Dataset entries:
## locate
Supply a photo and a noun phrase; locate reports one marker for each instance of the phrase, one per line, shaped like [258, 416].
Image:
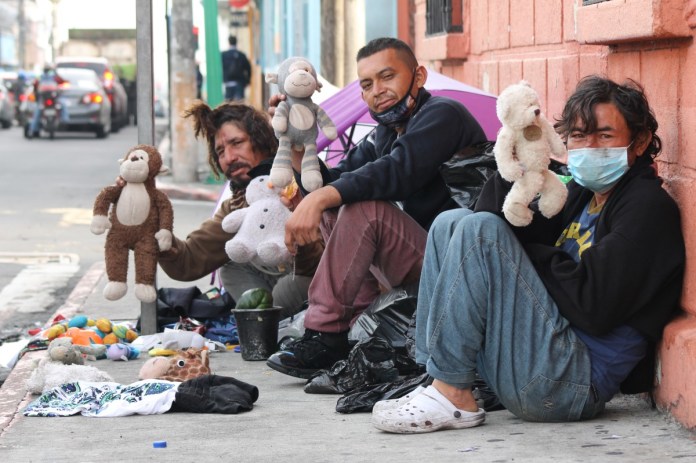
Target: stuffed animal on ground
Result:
[295, 122]
[49, 374]
[121, 351]
[186, 364]
[523, 150]
[64, 350]
[259, 228]
[141, 220]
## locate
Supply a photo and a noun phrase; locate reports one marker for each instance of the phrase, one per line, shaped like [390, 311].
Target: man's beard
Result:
[237, 182]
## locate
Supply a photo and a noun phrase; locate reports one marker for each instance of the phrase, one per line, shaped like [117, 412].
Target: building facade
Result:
[552, 44]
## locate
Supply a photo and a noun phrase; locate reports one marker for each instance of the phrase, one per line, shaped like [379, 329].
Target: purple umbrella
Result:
[353, 121]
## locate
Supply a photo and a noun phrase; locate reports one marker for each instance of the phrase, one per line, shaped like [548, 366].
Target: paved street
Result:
[48, 189]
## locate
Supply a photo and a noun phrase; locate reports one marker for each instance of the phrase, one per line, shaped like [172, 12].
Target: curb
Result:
[13, 393]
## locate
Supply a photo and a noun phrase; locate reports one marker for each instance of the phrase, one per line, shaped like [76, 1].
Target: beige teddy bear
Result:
[259, 228]
[523, 152]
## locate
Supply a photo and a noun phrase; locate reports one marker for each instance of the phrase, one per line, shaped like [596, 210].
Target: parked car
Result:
[7, 107]
[17, 83]
[114, 88]
[84, 99]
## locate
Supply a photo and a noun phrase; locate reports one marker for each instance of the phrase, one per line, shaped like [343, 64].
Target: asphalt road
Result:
[47, 189]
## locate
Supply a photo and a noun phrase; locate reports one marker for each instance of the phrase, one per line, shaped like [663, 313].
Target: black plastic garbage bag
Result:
[388, 317]
[467, 171]
[391, 317]
[364, 398]
[370, 362]
[190, 302]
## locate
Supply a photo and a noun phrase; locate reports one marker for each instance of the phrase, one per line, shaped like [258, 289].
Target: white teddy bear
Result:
[259, 228]
[522, 151]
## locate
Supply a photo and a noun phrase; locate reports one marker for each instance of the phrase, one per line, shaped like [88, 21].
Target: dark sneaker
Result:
[312, 352]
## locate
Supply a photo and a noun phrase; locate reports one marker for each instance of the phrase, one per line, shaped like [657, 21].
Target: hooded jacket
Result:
[633, 272]
[391, 167]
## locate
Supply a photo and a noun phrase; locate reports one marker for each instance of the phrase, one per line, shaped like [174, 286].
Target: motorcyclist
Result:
[49, 78]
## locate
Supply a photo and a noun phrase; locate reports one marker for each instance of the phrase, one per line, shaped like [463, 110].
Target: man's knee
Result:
[290, 293]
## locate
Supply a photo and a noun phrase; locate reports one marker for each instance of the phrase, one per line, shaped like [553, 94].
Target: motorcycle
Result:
[50, 108]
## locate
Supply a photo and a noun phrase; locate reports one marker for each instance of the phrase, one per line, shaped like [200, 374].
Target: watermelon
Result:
[255, 298]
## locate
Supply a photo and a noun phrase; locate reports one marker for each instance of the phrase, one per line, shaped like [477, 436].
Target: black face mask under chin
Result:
[397, 115]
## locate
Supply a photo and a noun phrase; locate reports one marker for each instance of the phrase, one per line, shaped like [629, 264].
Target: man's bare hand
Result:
[302, 228]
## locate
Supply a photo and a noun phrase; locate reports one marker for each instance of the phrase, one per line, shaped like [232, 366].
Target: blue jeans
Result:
[482, 307]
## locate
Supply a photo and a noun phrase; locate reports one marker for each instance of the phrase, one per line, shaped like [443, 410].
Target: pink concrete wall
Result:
[552, 44]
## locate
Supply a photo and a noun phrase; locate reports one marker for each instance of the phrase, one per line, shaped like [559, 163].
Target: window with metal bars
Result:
[443, 16]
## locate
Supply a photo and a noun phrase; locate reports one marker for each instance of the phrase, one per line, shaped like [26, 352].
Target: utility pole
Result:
[332, 33]
[22, 35]
[146, 117]
[182, 78]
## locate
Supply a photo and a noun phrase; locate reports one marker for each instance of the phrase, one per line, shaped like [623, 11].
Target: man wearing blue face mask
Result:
[375, 207]
[558, 316]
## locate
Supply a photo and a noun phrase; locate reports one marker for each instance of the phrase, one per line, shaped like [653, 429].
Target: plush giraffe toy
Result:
[186, 364]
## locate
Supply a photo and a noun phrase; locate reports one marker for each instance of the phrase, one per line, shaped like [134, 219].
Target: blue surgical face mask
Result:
[598, 169]
[397, 114]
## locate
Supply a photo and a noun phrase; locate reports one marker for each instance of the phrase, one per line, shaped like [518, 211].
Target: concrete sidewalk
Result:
[290, 425]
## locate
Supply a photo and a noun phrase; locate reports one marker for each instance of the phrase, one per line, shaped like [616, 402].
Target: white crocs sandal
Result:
[427, 412]
[391, 404]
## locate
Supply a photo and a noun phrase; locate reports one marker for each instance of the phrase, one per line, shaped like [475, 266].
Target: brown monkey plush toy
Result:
[141, 220]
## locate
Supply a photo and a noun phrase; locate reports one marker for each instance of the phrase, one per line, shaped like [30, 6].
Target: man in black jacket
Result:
[560, 315]
[375, 207]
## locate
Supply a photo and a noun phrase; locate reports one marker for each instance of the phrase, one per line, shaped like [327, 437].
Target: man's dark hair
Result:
[207, 122]
[386, 43]
[629, 98]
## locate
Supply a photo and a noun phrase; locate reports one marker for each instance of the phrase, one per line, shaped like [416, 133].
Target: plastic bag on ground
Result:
[388, 317]
[467, 171]
[370, 362]
[364, 398]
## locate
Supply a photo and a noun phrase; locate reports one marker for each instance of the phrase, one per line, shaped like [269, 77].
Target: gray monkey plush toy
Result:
[295, 123]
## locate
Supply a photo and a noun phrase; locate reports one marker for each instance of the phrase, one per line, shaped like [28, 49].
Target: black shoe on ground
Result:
[312, 352]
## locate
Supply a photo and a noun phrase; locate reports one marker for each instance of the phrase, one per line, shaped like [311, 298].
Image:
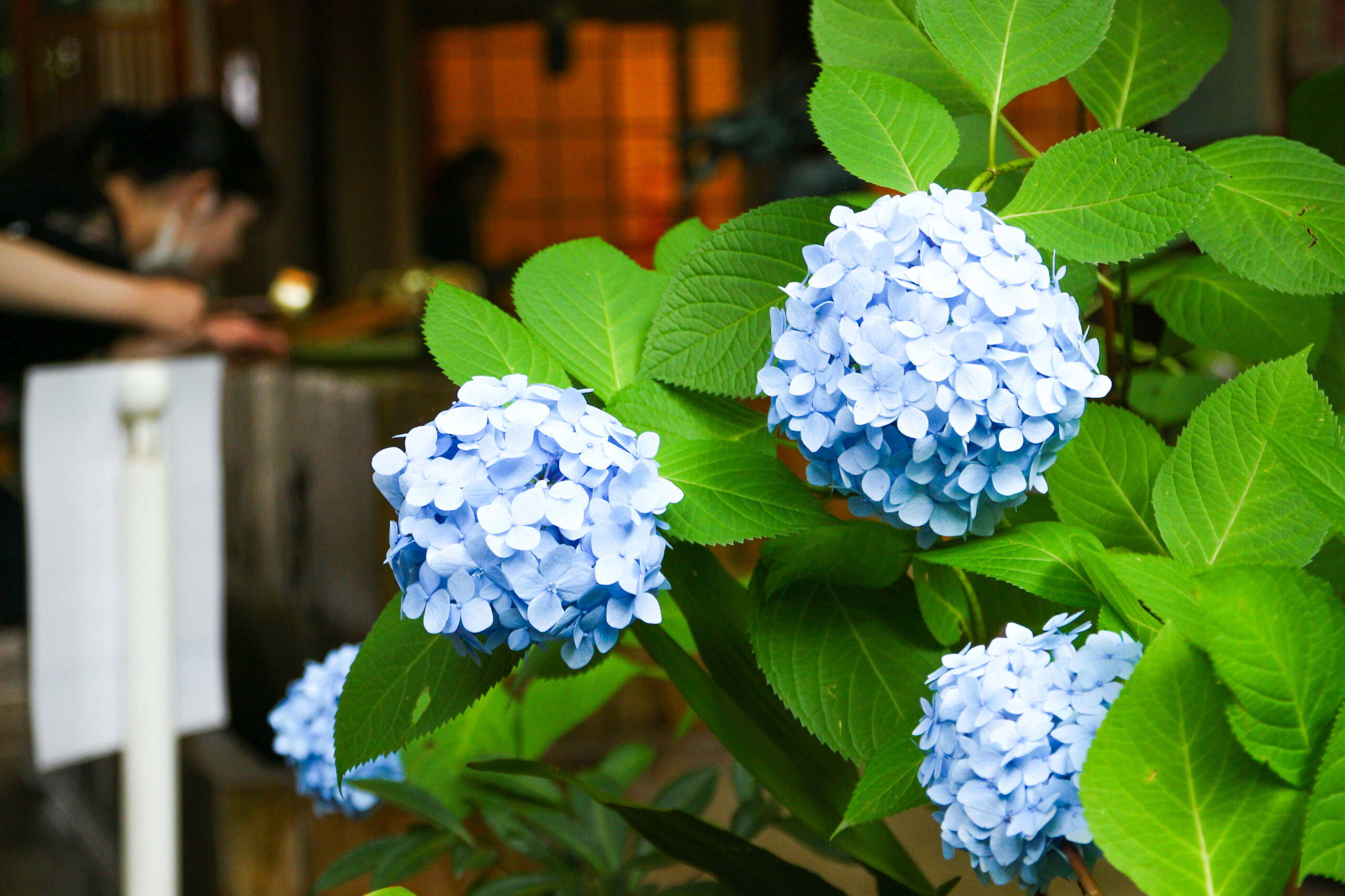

■ **Prompt**
Go through the records above, find each line with the string "concrete", and copy it.

■ **Response below**
Target: pink concrete wall
Target: concrete sidewalk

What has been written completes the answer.